═════ SUPPLIED DATA
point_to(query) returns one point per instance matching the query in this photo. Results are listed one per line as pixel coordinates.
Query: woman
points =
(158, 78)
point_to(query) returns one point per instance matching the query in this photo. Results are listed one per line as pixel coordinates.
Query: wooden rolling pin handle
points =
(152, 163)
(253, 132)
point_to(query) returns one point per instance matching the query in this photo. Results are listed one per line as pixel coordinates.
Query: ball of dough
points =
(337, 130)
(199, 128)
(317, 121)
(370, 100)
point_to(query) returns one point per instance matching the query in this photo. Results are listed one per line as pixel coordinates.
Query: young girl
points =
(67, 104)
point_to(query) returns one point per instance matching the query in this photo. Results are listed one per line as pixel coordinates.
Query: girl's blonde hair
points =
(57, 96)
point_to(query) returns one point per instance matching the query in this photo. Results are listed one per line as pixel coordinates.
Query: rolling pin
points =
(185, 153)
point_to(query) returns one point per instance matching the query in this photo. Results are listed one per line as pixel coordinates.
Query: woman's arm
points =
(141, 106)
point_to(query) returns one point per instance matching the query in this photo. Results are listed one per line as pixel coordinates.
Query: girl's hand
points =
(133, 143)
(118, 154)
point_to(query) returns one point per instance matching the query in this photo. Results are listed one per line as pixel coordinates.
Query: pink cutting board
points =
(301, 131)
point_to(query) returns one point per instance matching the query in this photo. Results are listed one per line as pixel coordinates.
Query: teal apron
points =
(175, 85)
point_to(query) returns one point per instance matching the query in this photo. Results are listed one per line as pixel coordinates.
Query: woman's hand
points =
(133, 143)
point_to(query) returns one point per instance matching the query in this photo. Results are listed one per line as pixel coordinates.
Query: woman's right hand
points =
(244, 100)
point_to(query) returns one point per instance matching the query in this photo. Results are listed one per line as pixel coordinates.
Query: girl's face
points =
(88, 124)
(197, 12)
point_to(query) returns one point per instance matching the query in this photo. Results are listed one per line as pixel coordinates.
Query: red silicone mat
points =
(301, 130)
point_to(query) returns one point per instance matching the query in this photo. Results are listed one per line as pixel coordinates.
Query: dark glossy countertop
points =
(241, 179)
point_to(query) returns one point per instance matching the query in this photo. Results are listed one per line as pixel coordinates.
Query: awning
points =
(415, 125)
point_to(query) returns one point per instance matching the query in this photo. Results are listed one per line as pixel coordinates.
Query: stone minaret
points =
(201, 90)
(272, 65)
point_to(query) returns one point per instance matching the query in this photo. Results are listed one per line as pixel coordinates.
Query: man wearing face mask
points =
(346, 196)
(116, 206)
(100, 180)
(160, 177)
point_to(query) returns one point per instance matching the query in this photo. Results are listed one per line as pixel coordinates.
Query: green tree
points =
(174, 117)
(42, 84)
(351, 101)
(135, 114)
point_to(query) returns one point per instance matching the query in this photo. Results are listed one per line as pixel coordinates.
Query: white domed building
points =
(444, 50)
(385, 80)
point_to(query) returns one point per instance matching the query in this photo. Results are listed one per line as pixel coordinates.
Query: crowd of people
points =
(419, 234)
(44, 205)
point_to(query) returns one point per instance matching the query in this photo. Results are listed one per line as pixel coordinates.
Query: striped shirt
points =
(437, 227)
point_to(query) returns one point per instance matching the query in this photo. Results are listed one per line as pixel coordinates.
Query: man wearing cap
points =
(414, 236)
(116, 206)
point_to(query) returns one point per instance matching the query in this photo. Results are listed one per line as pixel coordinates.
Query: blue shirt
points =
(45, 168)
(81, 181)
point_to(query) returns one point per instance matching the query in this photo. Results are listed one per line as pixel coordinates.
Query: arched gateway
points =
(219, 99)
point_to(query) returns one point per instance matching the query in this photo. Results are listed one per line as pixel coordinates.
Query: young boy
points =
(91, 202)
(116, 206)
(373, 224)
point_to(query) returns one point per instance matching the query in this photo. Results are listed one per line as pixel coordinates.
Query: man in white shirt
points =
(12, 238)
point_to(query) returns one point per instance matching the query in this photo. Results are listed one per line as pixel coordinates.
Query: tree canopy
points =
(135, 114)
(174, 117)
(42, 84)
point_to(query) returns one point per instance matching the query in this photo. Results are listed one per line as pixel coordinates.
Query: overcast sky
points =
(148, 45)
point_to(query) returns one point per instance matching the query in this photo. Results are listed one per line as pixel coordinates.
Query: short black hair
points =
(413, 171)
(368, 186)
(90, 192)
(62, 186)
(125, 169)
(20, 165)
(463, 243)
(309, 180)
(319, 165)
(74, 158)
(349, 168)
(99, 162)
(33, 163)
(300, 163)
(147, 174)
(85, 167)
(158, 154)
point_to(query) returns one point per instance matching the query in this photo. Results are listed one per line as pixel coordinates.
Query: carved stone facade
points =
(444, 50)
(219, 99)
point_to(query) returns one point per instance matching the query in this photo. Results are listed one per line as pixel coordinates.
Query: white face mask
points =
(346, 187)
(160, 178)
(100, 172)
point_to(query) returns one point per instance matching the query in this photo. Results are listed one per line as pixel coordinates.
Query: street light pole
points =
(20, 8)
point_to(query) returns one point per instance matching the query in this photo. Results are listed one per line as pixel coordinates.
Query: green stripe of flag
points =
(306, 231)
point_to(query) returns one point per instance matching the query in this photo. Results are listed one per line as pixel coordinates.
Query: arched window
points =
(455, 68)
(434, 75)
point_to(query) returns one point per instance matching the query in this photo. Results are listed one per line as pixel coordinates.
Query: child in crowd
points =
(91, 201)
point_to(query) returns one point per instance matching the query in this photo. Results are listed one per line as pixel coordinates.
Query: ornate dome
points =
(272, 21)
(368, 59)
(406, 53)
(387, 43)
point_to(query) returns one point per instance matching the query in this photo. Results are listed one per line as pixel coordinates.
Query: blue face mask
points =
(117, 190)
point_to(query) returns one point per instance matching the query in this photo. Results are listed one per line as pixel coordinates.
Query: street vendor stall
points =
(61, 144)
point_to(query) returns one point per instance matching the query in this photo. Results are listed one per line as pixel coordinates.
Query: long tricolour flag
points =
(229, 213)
══════════
Extract the whole listing, character for character.

point_to(query) returns one point per instance matching the query in this photo. Results are listed one per line as pixel coordinates.
Query: woman
points =
(158, 78)
point_to(query) returns one point per instance matching the query in this photo. Results are listed one per line as pixel coordinates.
Query: wooden rolling pin handle
points =
(152, 163)
(253, 132)
point_to(query) returns one point per instance matching the query in this photo. Results are listed one per line as pixel coordinates.
Query: ball of dough
points =
(337, 130)
(199, 128)
(317, 121)
(370, 100)
point_to(query) returns one point per instance matching the query in this photo. Results are listed one per line as pixel coordinates.
Query: young girl
points =
(67, 104)
point_to(query) returns one point per instance matching the query in this photo. Results are listed one per line as pixel coordinates.
Query: girl's blonde hair
points =
(57, 96)
point_to(query) returns one point per instance matching the query in this photo. Results are listed one per line as pixel coordinates.
Query: rolling pin
points =
(185, 153)
point_to(query) returns one point per instance matching the query in this photo. Results are listed one per line as pixel coordinates.
Query: woman's arm
points =
(141, 106)
point_to(query) returns one point per instance matching the query in this photo. Results are listed one per line as pixel coordinates.
Query: girl's hand
points =
(133, 143)
(118, 154)
point_to(query) returns one point per instance matching the query in this photo. Results are listed one per line as pixel coordinates.
Query: pink cutting board
points =
(301, 131)
point_to(query) returns one point per instance matching the query in this photo. Results are listed one per line as pixel coordinates.
Query: teal apron
points =
(175, 85)
point_to(query) returns one point per instance matching the query in this photo. Results are listed one per line as pixel coordinates.
Query: woman's hand
points =
(133, 143)
point_to(query) returns one point per instance matching the query in this photo. Results are listed one per line as pixel coordinates.
Query: woman's right hand
points =
(244, 100)
point_to(query) returns one point per instance matching the query in this photo. Results are listed one per line as pixel coordinates.
Query: girl's face
points =
(88, 124)
(197, 12)
point_to(query) returns one point per instance matching the query in this photo. Results are listed one per line as pixel coordinates.
Query: red silicone mat
points =
(301, 130)
point_to(query) returns one point per instance matching the query in this photo. Results are listed one per line as pixel coordinates.
Query: dark glossy countertop
points =
(241, 179)
point_to(query) returns one point per instance matching the query in this photo. Results are listed one per line as pixel coordinates.
Query: awning
points =
(415, 125)
point_to(query) returns one point per instance matching the query in this photo. Results are listed one per line as pixel coordinates.
Query: stone minaret
points =
(201, 90)
(272, 65)
point_to(query) returns one point per instance matching the query in this photo. Results are listed one per line as pixel coordinates.
Query: man wearing face mask
points =
(346, 196)
(116, 206)
(100, 180)
(160, 177)
point_to(query) returns one point per instance matching the query in this photo. Results are listed one per line as pixel coordinates.
Query: green tree
points =
(174, 117)
(42, 84)
(351, 101)
(135, 114)
point_to(query) returns one point per instance matching the query in this photo. Results are listed one per line as pixel coordinates.
Query: white domed building
points =
(444, 50)
(385, 80)
point_to(query) returns one point per instance matching the query in this photo. Results are listed one per line as pixel coordinates.
Query: crowd of people
points =
(419, 234)
(44, 205)
point_to(query) returns one point per instance matching the query in this photo. Results are listed one per line as pixel coordinates.
Query: striped shirt
points =
(437, 227)
point_to(query) returns one point per instance matching the query in this photo. Results are listed one per line as pixel coordinates.
Query: man wearing cap
points =
(414, 236)
(116, 206)
point_to(query) returns one point per instance matching the query in this photo. Results are listed one per line as pixel coordinates.
Query: blue shirt
points =
(45, 168)
(81, 181)
point_to(query) returns one point per instance matching the query in this photo. Results are listed one per line as pixel coordinates.
Query: arched gateway
points =
(219, 99)
point_to(query) returns one point per instance matching the query in this photo. Results are listed one per line as pixel coordinates.
Query: young boy
points =
(91, 202)
(116, 206)
(373, 224)
point_to(query) returns one point per instance matching the query in this photo. Results are listed one per line as pixel coordinates.
Query: man in white shirt
points =
(12, 238)
point_to(query) returns one point per instance matching the query in this photo. Results are listed one per line as pixel coordinates.
Query: tree canopy
points =
(135, 114)
(174, 117)
(42, 84)
point_to(query) returns one point per instance matching the query in this photo. Results are listed one per line as pixel coordinates.
Query: overcast sky
points =
(148, 45)
point_to(query) returns one point per instance matching the query in this photo. Results are listed one per line as pixel coordinates.
Query: short black hair
points =
(413, 171)
(368, 186)
(90, 192)
(62, 186)
(125, 169)
(20, 165)
(463, 243)
(309, 180)
(319, 165)
(74, 158)
(349, 168)
(99, 162)
(33, 163)
(300, 163)
(147, 174)
(85, 167)
(158, 154)
point_to(query) returns one point per instance matching the query in this photo. Results are listed one per line as pixel coordinates.
Query: carved stone facade
points =
(444, 50)
(219, 99)
point_to(query) returns one point per instance matching the query in this photo. Results are listed one per line as pixel coordinates.
Query: white face mask
points =
(346, 187)
(160, 178)
(100, 172)
point_to(query) returns one point per instance matching the query in this photo. Results are listed one per line as pixel coordinates.
Query: street light pole
points =
(20, 8)
point_to(query) returns one point per instance matching the query in this photo. Results are listed one per line as pixel coordinates.
Query: green stripe of flag
points =
(306, 231)
point_to(query) returns one point per instance matching the query in this photo. Results are listed one per line as pixel coordinates.
Query: arched window
points =
(455, 68)
(434, 75)
point_to(query) returns one point per instance matching the query in this photo. Results are listed one per line as pixel coordinates.
Query: child in crowd
points =
(91, 201)
point_to(query) returns one point per instance matching the query in this photo. Results are listed one per line as pixel coordinates.
Query: ornate dome
points =
(272, 21)
(368, 59)
(406, 53)
(387, 43)
point_to(query) returns one point per instance matching the query in this photo. Results are listed one per line as pixel coordinates.
Query: blue face mask
points =
(117, 190)
point_to(query) returns one point per instance matching the query in this photo. Results are listed one per line as pixel coordinates.
Query: street vendor stall
points =
(61, 144)
point_to(query) returns one point per instance matching the query in this photo. Results are listed one per line as pixel coordinates.
Query: long tricolour flag
points =
(229, 213)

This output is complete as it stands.